What is asked>
Rewrite the item lines from the one containing "like point(44, 66)." through the one containing "point(389, 232)", both included, as a Markdown table with the columns Row and Line. Number each line in Row, and leave out blank lines.

****************

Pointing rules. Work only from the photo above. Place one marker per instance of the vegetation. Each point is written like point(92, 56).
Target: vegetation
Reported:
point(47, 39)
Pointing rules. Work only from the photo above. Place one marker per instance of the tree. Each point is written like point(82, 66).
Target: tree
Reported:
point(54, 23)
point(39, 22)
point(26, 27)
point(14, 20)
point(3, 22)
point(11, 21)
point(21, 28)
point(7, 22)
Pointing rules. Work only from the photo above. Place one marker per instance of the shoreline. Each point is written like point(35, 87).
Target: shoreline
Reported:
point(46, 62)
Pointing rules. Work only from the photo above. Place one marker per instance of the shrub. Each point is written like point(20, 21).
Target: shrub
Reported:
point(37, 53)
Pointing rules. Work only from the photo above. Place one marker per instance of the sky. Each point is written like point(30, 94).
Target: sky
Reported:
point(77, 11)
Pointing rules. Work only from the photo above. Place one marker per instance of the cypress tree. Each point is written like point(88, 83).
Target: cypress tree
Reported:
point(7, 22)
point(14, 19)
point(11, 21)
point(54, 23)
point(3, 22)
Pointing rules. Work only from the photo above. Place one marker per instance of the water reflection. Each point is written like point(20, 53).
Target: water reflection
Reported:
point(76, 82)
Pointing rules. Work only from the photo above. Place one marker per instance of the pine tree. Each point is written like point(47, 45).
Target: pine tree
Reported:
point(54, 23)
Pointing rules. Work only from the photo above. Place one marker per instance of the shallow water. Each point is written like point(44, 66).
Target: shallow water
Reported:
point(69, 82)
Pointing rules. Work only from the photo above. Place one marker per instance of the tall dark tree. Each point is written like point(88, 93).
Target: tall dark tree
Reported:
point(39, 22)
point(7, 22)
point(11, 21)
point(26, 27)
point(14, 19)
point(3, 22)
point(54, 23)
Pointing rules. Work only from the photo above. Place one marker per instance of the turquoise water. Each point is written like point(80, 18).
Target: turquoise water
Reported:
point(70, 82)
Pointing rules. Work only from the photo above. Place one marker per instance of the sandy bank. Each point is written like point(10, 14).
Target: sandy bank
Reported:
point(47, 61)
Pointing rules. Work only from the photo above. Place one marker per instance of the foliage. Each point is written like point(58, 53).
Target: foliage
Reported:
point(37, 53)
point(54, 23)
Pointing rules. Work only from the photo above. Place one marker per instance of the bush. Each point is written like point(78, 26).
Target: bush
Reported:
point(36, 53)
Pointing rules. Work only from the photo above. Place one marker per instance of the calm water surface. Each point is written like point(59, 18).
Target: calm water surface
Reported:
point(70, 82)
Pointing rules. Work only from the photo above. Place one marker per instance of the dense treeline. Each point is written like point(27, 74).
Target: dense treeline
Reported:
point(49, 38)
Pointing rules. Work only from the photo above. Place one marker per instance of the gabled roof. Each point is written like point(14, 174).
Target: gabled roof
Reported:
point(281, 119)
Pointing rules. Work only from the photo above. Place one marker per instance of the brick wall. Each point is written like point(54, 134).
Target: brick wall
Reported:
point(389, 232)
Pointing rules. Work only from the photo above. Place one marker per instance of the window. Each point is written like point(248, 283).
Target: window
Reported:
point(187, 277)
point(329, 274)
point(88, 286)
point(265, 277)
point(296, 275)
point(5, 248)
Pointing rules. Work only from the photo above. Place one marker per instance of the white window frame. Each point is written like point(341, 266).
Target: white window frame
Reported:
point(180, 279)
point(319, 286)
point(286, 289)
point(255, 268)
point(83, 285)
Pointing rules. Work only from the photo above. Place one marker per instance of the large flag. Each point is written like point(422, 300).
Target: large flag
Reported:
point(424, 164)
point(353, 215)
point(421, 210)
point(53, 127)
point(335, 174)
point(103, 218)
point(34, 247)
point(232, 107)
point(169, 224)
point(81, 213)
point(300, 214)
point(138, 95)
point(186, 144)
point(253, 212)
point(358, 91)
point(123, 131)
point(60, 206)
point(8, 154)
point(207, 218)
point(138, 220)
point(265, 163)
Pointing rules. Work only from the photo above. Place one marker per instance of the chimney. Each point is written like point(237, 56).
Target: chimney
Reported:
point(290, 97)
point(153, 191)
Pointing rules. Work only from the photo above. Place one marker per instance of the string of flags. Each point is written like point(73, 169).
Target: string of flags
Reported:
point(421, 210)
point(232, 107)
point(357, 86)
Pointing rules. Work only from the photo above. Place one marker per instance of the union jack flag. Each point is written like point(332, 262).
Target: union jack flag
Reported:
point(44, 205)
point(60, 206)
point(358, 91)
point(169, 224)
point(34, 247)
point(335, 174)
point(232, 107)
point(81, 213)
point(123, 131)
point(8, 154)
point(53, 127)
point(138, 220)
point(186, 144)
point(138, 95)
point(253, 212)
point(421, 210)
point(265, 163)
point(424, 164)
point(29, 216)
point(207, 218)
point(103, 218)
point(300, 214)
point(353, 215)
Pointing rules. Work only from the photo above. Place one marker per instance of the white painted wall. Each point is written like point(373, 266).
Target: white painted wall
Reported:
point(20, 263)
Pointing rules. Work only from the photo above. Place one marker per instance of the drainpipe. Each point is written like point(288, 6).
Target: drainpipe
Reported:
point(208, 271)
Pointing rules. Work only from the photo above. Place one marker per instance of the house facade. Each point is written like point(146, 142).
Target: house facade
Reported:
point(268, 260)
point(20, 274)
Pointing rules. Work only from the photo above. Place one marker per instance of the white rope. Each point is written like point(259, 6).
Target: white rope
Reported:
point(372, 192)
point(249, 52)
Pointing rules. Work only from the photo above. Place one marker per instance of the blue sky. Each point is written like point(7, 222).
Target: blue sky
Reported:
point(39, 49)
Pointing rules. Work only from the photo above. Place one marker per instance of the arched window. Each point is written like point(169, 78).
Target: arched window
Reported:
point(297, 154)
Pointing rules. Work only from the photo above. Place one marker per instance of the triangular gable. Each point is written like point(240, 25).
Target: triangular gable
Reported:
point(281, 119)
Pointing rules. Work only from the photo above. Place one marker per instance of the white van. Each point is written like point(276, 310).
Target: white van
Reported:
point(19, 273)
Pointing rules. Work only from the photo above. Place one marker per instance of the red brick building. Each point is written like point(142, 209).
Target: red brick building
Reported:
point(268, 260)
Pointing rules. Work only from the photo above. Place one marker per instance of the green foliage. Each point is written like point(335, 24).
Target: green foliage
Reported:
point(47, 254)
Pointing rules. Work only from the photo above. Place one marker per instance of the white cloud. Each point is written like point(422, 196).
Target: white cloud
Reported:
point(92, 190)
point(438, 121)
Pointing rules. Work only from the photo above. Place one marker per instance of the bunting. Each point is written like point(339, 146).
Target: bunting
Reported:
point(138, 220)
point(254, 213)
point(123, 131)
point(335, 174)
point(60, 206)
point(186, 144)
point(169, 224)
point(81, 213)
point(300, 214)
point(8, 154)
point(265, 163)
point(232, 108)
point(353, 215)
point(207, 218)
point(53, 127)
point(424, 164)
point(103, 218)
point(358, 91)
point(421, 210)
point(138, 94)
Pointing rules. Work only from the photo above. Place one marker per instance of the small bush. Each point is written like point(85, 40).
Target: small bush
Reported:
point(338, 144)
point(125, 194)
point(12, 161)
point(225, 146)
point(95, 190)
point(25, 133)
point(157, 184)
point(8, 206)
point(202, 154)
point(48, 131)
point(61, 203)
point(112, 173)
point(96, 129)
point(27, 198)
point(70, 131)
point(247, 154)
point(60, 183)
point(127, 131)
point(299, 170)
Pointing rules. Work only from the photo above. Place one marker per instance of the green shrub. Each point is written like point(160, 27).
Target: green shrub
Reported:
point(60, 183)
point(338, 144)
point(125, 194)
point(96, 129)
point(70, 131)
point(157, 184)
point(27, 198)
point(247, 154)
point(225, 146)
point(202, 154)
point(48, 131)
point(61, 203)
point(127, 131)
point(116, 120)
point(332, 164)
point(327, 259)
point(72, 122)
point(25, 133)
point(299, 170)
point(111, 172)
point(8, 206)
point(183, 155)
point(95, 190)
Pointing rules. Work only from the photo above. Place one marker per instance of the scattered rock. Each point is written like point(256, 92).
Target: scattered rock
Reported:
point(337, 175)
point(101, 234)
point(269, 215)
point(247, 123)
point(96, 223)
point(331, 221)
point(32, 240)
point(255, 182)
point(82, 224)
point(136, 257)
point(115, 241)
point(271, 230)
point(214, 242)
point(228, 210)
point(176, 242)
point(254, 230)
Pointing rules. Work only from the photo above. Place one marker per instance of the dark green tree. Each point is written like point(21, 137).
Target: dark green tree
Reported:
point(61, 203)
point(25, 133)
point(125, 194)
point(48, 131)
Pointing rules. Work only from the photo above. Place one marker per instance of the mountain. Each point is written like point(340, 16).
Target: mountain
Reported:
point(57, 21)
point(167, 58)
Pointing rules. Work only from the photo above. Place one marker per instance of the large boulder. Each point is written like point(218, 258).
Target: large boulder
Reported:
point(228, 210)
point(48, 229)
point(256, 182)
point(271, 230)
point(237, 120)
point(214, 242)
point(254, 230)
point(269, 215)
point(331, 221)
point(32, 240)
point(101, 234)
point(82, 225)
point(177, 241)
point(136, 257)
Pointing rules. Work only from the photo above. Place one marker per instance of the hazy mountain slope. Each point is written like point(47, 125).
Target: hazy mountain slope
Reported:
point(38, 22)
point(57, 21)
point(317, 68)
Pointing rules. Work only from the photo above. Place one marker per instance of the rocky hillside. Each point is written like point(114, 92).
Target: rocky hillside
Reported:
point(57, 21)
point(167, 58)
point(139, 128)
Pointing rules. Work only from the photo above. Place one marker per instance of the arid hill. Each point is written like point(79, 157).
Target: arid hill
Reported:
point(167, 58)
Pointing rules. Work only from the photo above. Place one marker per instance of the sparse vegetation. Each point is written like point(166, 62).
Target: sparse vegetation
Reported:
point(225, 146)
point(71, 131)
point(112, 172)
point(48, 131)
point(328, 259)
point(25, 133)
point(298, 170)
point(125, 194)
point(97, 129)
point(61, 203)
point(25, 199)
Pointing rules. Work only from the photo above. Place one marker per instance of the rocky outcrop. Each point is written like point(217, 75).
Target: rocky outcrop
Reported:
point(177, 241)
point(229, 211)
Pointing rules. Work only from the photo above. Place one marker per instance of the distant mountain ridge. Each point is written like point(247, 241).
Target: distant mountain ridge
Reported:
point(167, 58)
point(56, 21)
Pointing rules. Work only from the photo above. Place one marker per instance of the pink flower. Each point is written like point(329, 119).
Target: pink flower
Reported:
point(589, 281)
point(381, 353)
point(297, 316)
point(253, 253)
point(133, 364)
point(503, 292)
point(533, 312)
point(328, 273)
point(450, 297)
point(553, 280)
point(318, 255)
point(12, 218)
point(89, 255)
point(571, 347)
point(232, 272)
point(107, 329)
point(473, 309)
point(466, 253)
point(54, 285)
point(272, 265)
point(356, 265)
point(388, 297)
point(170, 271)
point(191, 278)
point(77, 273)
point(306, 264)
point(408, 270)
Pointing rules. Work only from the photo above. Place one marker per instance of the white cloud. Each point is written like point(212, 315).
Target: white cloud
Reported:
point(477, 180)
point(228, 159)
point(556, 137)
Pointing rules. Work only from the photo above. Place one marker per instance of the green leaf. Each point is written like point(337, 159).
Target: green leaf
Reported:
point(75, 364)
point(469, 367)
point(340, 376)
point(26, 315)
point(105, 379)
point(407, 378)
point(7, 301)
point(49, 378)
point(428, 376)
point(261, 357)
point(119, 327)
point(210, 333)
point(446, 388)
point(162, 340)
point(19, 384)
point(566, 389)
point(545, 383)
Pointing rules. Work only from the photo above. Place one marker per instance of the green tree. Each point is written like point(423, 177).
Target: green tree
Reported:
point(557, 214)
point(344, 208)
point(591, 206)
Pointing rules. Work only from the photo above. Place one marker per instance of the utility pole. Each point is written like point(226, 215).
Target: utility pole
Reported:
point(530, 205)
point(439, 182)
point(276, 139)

****************

Answer>
| Row | Line |
|---|---|
| 1 | Pointing rules. Work only from the photo above. Place one marker per instance of the shallow water. Each point is written like point(44, 66). |
| 2 | Target: shallow water |
| 3 | Reported: |
| 4 | point(69, 82) |
| 5 | Pointing rules. Work only from the photo above. Place one marker per instance of the tall dark tree. Each point is written like point(88, 93). |
| 6 | Target: tall dark tree |
| 7 | Reported: |
| 8 | point(39, 22) |
| 9 | point(7, 22) |
| 10 | point(11, 21) |
| 11 | point(26, 27) |
| 12 | point(14, 19) |
| 13 | point(3, 22) |
| 14 | point(54, 23) |
| 15 | Pointing rules. Work only from the photo above. Place one marker per instance of the turquoise water. Each point is written like point(80, 18). |
| 16 | Target: turquoise water |
| 17 | Reported: |
| 18 | point(70, 82) |
| 19 | Pointing rules. Work only from the photo above. Place one marker per instance of the sandy bank. Each point is written like point(10, 14). |
| 20 | Target: sandy bank |
| 21 | Reported: |
| 22 | point(47, 61) |
| 23 | Pointing rules. Work only from the photo above. Place one marker per instance of the foliage. Each point is written like point(58, 53). |
| 24 | Target: foliage |
| 25 | Reported: |
| 26 | point(37, 53) |
| 27 | point(54, 23) |
| 28 | Pointing rules. Work only from the photo above. Place one marker per instance of the bush. Each point is written like point(78, 26). |
| 29 | Target: bush |
| 30 | Reported: |
| 31 | point(36, 53) |
| 32 | Pointing rules. Work only from the photo above. Place one marker per instance of the calm water surface. Each point is written like point(59, 18). |
| 33 | Target: calm water surface |
| 34 | Reported: |
| 35 | point(70, 82) |
| 36 | Pointing rules. Work only from the photo above. Place one marker per instance of the dense treeline. Each point is written like point(27, 74). |
| 37 | Target: dense treeline |
| 38 | Reported: |
| 39 | point(49, 38) |
| 40 | Pointing rules. Work only from the photo above. Place one marker per instance of the gabled roof. Each point is written like point(14, 174). |
| 41 | Target: gabled roof |
| 42 | Reported: |
| 43 | point(281, 119) |
| 44 | Pointing rules. Work only from the photo above. Place one marker per instance of the brick wall. Each point is written like point(54, 134). |
| 45 | Target: brick wall |
| 46 | Reported: |
| 47 | point(389, 232) |